EXERCISE MATERIAL:

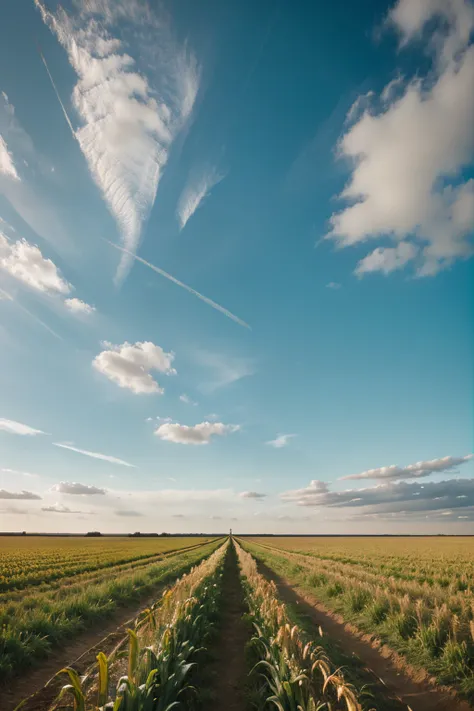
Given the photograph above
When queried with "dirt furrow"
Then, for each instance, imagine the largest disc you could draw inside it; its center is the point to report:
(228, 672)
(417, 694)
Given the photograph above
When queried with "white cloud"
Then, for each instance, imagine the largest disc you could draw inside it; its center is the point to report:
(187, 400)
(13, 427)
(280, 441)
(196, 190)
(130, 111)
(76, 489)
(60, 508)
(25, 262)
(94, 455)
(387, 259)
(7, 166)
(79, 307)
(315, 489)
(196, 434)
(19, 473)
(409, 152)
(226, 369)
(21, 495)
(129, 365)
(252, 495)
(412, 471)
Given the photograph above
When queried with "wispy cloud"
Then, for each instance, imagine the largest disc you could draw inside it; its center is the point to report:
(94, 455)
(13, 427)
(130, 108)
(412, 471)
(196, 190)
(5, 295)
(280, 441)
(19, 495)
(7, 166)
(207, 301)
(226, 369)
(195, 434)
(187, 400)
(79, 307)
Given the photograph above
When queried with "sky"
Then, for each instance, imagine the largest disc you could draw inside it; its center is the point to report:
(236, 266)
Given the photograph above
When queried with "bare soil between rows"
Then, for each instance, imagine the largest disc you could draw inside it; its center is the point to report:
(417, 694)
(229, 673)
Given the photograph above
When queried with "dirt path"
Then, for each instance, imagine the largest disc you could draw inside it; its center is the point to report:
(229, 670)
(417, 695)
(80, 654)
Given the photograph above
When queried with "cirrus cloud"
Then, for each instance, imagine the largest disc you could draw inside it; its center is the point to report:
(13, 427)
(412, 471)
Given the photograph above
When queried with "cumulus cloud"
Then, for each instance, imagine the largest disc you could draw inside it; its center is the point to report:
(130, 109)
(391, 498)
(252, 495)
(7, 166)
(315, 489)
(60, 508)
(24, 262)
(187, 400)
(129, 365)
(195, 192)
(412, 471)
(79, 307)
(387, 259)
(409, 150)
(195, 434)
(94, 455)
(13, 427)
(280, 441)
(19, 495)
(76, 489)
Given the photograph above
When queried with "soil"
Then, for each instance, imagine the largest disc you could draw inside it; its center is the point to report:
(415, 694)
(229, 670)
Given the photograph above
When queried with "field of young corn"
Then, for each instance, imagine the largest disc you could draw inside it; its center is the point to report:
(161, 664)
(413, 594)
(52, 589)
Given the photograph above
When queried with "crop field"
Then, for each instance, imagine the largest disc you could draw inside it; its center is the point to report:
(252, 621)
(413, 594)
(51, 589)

--

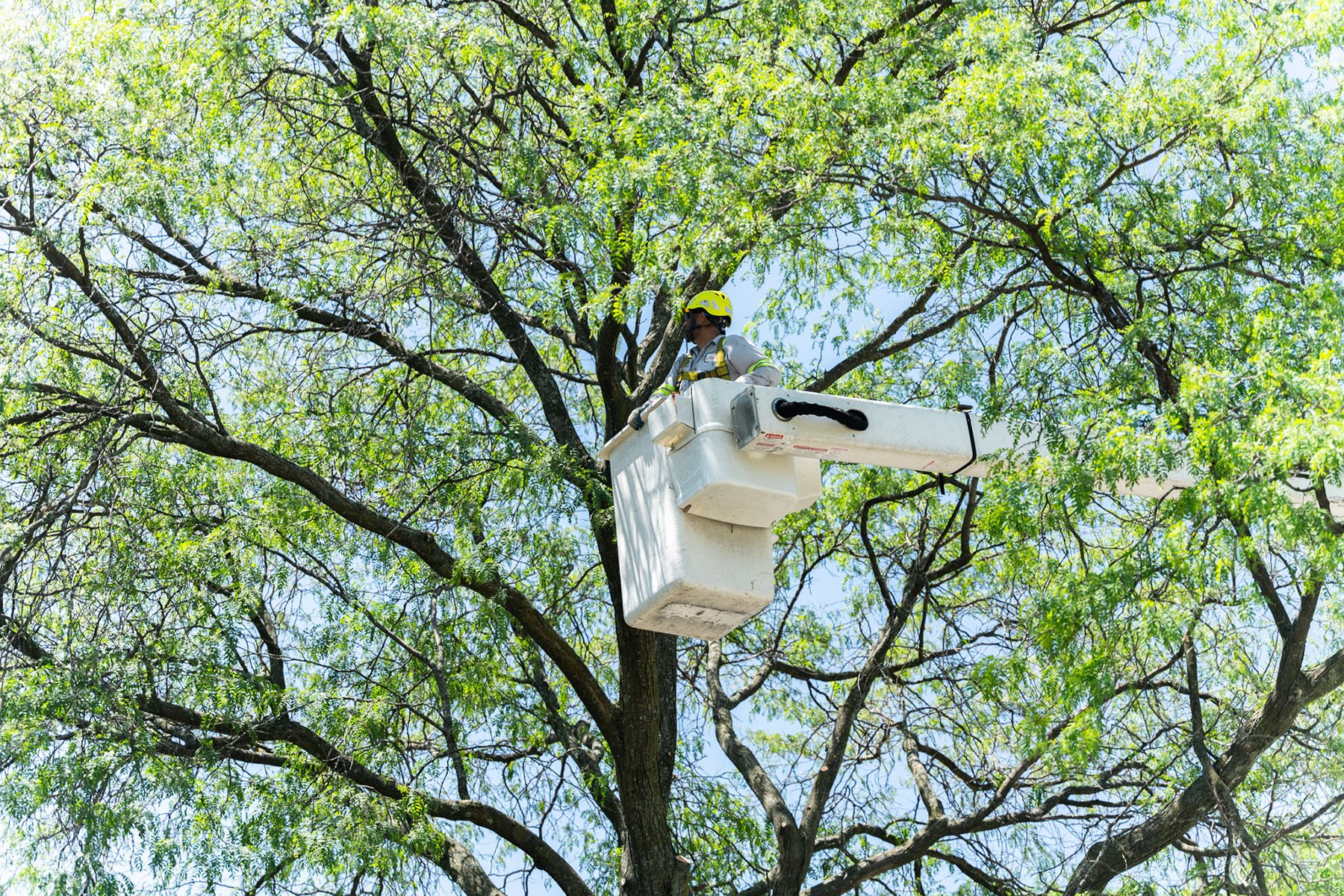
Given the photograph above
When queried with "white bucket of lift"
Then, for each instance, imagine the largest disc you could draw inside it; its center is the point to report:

* * *

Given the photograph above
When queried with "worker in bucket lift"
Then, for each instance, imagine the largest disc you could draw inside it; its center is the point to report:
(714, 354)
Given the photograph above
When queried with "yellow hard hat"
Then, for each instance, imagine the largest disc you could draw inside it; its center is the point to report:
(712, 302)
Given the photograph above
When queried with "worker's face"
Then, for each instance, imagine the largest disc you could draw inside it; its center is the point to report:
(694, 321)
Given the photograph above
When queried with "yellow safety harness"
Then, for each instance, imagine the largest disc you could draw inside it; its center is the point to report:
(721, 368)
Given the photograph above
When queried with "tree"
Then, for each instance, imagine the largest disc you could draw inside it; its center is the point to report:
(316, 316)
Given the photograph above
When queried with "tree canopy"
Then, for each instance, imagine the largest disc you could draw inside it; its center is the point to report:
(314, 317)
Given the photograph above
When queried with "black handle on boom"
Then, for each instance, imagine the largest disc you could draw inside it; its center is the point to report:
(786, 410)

YOUR GOAL:
Count the lines in the entries above that contain the string "lift", treating uppercase and lowercase as distinct. Give only the number.

OUTPUT OF THE EXERCISE:
2